=== DATA FOR PROCESSING ===

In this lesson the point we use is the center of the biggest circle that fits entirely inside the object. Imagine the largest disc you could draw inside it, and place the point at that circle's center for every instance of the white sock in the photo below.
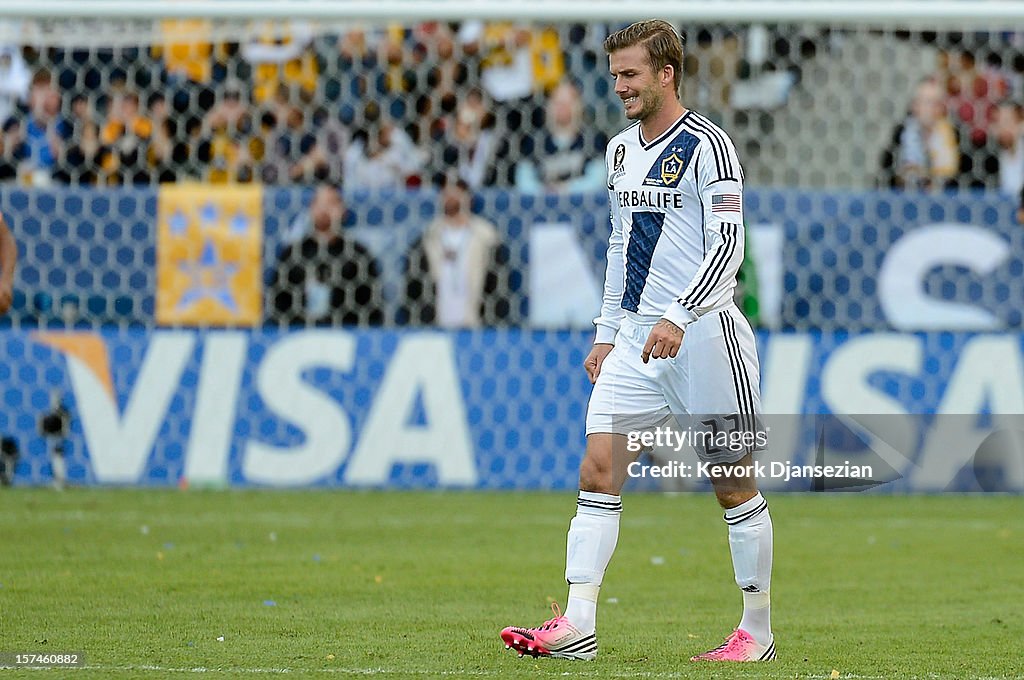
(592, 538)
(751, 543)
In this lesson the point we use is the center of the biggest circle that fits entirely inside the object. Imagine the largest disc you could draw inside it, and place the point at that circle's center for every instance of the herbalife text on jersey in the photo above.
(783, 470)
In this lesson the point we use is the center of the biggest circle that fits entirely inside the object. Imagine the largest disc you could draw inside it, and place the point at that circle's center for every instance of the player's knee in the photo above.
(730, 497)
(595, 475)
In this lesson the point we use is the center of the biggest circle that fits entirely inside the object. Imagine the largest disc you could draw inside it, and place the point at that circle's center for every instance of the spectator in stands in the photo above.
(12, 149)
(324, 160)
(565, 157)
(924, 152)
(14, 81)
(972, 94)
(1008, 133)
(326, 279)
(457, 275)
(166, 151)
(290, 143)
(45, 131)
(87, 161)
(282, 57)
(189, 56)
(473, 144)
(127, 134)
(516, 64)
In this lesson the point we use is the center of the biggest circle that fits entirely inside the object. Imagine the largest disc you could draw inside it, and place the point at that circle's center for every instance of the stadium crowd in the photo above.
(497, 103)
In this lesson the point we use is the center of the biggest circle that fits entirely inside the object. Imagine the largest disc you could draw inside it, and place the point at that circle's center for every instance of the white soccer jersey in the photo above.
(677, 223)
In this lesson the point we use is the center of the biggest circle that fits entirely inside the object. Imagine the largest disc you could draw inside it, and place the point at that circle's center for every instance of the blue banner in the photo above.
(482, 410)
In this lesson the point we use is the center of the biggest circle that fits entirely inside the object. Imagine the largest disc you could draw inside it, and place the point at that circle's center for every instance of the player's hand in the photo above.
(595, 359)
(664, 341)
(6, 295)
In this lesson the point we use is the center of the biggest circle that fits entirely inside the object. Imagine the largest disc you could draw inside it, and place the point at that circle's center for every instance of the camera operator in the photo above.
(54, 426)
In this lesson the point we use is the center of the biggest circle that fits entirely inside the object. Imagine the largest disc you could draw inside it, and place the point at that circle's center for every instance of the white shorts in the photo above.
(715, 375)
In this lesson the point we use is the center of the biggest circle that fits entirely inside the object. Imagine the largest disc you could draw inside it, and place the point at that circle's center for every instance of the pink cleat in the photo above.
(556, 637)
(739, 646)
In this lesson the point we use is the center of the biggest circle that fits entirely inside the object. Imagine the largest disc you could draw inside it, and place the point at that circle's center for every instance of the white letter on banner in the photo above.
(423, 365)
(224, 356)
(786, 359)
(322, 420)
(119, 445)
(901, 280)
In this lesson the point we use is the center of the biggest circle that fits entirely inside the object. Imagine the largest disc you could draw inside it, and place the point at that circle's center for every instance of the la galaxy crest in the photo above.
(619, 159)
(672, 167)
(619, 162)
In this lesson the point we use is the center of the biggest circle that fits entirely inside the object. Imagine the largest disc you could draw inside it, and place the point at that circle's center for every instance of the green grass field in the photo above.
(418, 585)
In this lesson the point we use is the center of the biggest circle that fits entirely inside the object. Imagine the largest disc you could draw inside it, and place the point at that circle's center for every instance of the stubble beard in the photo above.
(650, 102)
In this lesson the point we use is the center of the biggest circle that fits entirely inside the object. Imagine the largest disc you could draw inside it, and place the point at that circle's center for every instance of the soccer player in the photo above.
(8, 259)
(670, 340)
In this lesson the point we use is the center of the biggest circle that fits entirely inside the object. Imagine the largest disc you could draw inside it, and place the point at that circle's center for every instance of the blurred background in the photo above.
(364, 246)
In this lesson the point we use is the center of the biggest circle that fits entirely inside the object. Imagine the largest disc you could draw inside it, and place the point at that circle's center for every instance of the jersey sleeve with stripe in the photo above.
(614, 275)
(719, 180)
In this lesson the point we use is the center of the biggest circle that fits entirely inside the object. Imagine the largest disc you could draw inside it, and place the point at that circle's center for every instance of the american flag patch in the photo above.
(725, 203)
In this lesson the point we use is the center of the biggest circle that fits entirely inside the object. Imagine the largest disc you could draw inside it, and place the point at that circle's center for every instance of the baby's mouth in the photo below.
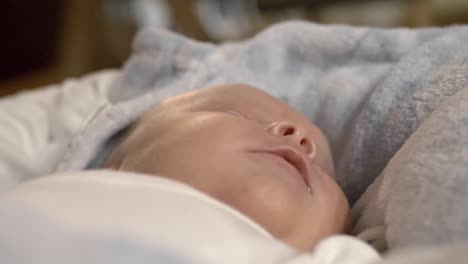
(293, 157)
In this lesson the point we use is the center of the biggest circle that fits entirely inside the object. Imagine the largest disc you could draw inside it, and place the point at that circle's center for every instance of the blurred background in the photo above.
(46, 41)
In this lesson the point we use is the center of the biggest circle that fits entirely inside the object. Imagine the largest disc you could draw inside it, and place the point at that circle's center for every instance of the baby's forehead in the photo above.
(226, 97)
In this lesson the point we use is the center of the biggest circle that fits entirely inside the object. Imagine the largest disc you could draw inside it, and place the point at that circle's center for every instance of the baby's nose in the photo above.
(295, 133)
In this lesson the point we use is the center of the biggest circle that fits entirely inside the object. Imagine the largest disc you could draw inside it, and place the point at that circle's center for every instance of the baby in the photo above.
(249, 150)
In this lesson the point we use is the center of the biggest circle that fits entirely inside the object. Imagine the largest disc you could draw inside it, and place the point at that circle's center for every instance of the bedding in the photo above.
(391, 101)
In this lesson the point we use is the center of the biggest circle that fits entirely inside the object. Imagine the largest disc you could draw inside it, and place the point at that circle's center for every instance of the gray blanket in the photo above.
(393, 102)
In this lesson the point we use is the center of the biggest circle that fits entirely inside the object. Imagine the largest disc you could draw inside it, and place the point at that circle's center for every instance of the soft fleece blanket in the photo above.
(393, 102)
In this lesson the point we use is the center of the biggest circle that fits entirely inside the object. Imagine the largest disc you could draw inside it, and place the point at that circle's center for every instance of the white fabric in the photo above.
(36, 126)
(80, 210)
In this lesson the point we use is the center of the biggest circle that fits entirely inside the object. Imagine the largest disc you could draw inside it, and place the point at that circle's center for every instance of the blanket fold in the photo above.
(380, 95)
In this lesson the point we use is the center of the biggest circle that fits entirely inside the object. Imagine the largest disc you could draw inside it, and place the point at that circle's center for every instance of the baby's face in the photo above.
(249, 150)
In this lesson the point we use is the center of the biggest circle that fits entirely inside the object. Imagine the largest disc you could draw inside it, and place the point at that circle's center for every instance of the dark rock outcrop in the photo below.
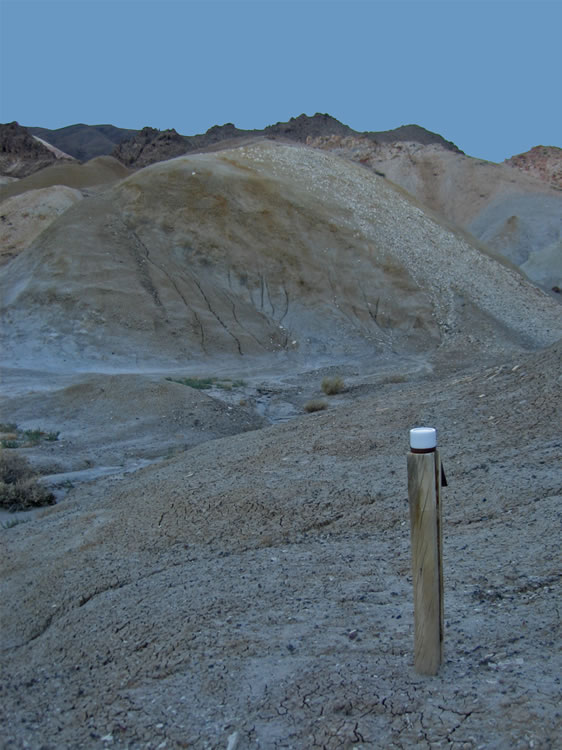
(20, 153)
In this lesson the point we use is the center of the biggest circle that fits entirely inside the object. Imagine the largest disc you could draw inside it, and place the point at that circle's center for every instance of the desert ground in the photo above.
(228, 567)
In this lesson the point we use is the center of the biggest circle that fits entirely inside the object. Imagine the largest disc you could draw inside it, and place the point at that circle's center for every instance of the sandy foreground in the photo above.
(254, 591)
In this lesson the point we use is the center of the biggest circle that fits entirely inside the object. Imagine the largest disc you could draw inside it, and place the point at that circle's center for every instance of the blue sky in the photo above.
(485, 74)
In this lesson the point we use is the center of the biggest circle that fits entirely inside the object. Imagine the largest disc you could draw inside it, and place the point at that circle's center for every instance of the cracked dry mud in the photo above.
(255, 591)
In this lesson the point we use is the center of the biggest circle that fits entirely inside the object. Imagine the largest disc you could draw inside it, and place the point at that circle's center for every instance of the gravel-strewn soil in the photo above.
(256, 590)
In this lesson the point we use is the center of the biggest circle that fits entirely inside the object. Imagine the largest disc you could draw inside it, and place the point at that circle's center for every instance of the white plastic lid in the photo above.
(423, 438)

===

→ TASK OBJECTIVE:
Repeat each record verbatim, pictures excluded.

→ EXERCISE ANSWER:
In this lesson the point we use is the center of the biggest circle that fits entirely inside the object. Imagine the largest disc you could draw inside it, and place the point at that circle's center for every instance of the white sock in the photo below.
(592, 538)
(751, 543)
In this lesson the point we use is the center of the biggest circle that fits entirely inside the object. Imagine the largest disc you could draw inside it, and place the point at that circle's center for every instance of the herbalife text on jersey in the photo above.
(783, 470)
In this lesson the point we use is the center of the biggest circle that fits entirely inside the object. Imagine the largest disc you could draw inside it, and place the point at that circle's center for every instance of the player's knee in the photo above.
(730, 497)
(595, 475)
In this lesson the point we use is the center of the biggest circle that fits entirely inside the object. Imagine the largest disc you could draw inside it, and place the point at that circle's center for every instance of the spectator in stands in the photo above.
(12, 149)
(324, 160)
(565, 157)
(924, 152)
(14, 81)
(972, 94)
(1008, 133)
(326, 279)
(457, 275)
(166, 151)
(290, 143)
(45, 131)
(87, 161)
(282, 57)
(189, 56)
(473, 144)
(127, 134)
(516, 64)
In this lesson the point we use is the center of the biggest circle that fits entirely inside the object. Imagine the largest disc you could draw inside it, and place the point at that circle's center for every instance of the stadium crowd in the photo above.
(497, 103)
In this lesson the point we use is the center of the biggest circle that fits entirely inside the object. Imagine the largest disc you could draw inside it, and place the point at that circle's center for every instance of the white soccer jersey in the photo above.
(677, 223)
In this lesson the point we use is the center of the biggest circle that fits entirely inside the object. Imagine the largest disc you could draw inside it, and place the point at that circle's center for every instance of the blue banner in the photo above.
(482, 410)
In this lesson the point we use is the center of the biggest circle that fits entirely inside the object. Imagine the largest disc you could draw inside it, and place the point at that circle's center for every instance of the player's hand in the photo above.
(595, 359)
(664, 341)
(6, 295)
In this lesson the point we use is the center of the biggest circle that fits entirely inside the object. Imagine the largest disc you could draw inside it, and place the point at that circle's center for every instance of the camera operator in the photo above.
(54, 426)
In this lesson the point we use is the center of the biggest circle that fits entirely inside the object. Imagine the largest disc you could draw inside it, and place the point at that circle's center for every instance of the white shorts in the photo above.
(715, 375)
In this lesson the point we use is the center of the biggest circle that fits entirely inside the object. Imagine the largest disc you could draw inside it, and place the point at that circle's center for every instance of the pink cleat in the photo above.
(556, 637)
(739, 646)
In this lesson the point we use is the center of the biggest circle that fits entirely inside the object. Imagine the largest disc you could draw inside it, and place the point at that circle's center for every instance of the white letter on banner in the photo above.
(423, 365)
(224, 356)
(786, 359)
(322, 420)
(119, 445)
(901, 280)
In this lesson the point we use is the center of the biggest circle that fits entirely inside the object. Imagine the largest disc you could draw inside it, and place the point at that circle's center for every instance of the la galaxy crest in the photo above.
(619, 159)
(672, 167)
(619, 162)
In this lesson the point we use is the center of the biggest circle that fits entirely inside the object. Imagine the largest disc you could draw inside it, and place the point at that circle's center for every instance of the green grass field in the photo above.
(418, 585)
In this lesson the point we use is the center of the biggest circle that fits entirely inside the object. Imagine the largest disc you could draw inside it, and place the point at that circle's center for every instance of the stubble beard in the photo above.
(650, 102)
In this lesson the point we use is the center of the biggest circle that fits entirely inside the object. Imagine the largest disc you could draw inside it, and place the point at that circle's center for every instance of the soccer player in the photo above.
(8, 259)
(670, 340)
In this lesson the point we use is the center of the biggest circle that fits entirely inside the object. Imagine the largest disc you could draw inside it, and place the point at that circle's center for every instance of the blurred background in the photo above.
(364, 246)
In this lesson the point we use is the center of the biggest circle that fits entirely inside the object. Imagine the largest disc you could draw inside it, and place the point at that circle's center for every instance of the jersey sleeve with stripe in the photo above.
(614, 275)
(719, 180)
In this lesson the point we use is the center of the biggest circle that fits entirely inside the object. Imagine the largest disc you could draw inside it, and place the point at that circle's center for every instance of the american flag patch in the photo above.
(725, 203)
In this lesson the point we use is the center of the biggest circle that fits entirely inside the object. Imagine the largest disc you could draw inside it, and place the point at that circle's center for every instance of the baby's mouth in the photo below.
(293, 157)
In this lesson the point we use is the center of the biggest circle that fits entirely inside the object. Imagine the largest disc you could draw inside it, and place the point at that circle's center for every instance of the blurred background in the photo above.
(46, 41)
In this lesson the point we use is the center of the biggest circle that fits entirely inside the object. Imagine the largest disc you could draw inside it, and place the point at that circle's center for every instance of the baby's forehead in the photo above.
(226, 97)
In this lesson the point we use is the center of the biggest circle that fits entirely inside the object. Imagine the largest disc you could draw inside it, and place the point at that circle's center for every instance of the baby's nose in the photo above.
(295, 133)
In this lesson the point we use is the center of the biggest circle that fits entirely inside the object. Imagine the largest disc you could draw inside it, and place the point at that circle's center for every instance of the baby in the photo above.
(249, 150)
In this lesson the point we use is the center of the biggest circle that fits entirely inside the object. Imagine the largest disc you could draw inside it, and place the point at that circle's center for every instance of the bedding in the photo above.
(391, 101)
In this lesson the point we use is the center of the biggest circle that fits entirely inside the object. Imagine the largest disc you could draw inside it, and place the point at that circle's center for every instance of the gray blanket in the photo above.
(393, 102)
In this lesson the point we use is the center of the biggest circle that fits entirely inside the object. Imagine the largest disc you could draw inside it, and place the point at that circle's center for every instance of the soft fleece blanket in the photo above.
(393, 102)
In this lesson the point we use is the center of the biggest circle that fits entirely inside the object. Imagine the largest disc you could draw inside it, and place the point at that circle's center for every instance of the white fabric in the photo above.
(36, 126)
(80, 210)
In this lesson the point we use is the center of the biggest circle that fits entirely inside the object. Imagine the largest disc you could draw inside it, and place the point at that circle's center for every instance of the blanket fold in the photo above.
(380, 95)
In this lesson the point we use is the center of the biggest circle that fits entirely inside the object. Imagine the largest disc you could draw inside it, and place the point at that circle's center for every instance of the baby's face in the photo above.
(249, 150)
In this lesson the point we use is the center of the biggest circle that fits entirely inside the object. Imagine the largest disc you could draw inside it, and place the point at that circle's center for every instance of the dark rock outcrop in the photo below.
(20, 153)
In this lesson the point we use is the center of the biggest circle that fits entirely inside the object. Imagine the largest disc you could draw inside it, and place the point at that circle's center for every instance of the desert ground in the photo above.
(228, 567)
In this lesson the point we use is the center of the biggest circle that fits entirely inside the object. Imagine the largest disc you could draw inside it, and place the point at that circle's center for every instance of the sandy foreground in the photo above.
(254, 591)
In this lesson the point we use is the center of the biggest circle that fits entirely inside the object. Imagine the largest disc you could draw inside it, and place the point at that circle's center for every instance of the blue sky in the photo above.
(485, 74)
In this lesson the point we use is the center of the biggest circle that fits entirely inside the object. Imagine the largest disc you could draw inside it, and place the point at that circle's center for every instance of the cracked dry mud in the photo above.
(255, 591)
In this lesson the point we use is the center of the biggest circle that fits entirely inside the object. Imagine the largest disc you could draw inside it, and place the point at that circle's center for every instance of the gravel-strewn soil in the photo above.
(256, 590)
In this lesson the point we use is the center of the biggest circle that fits entirely inside the object. Imagine the largest disc you could draw inside it, and place the point at that circle's center for every instance of the white plastic lid in the photo above.
(423, 438)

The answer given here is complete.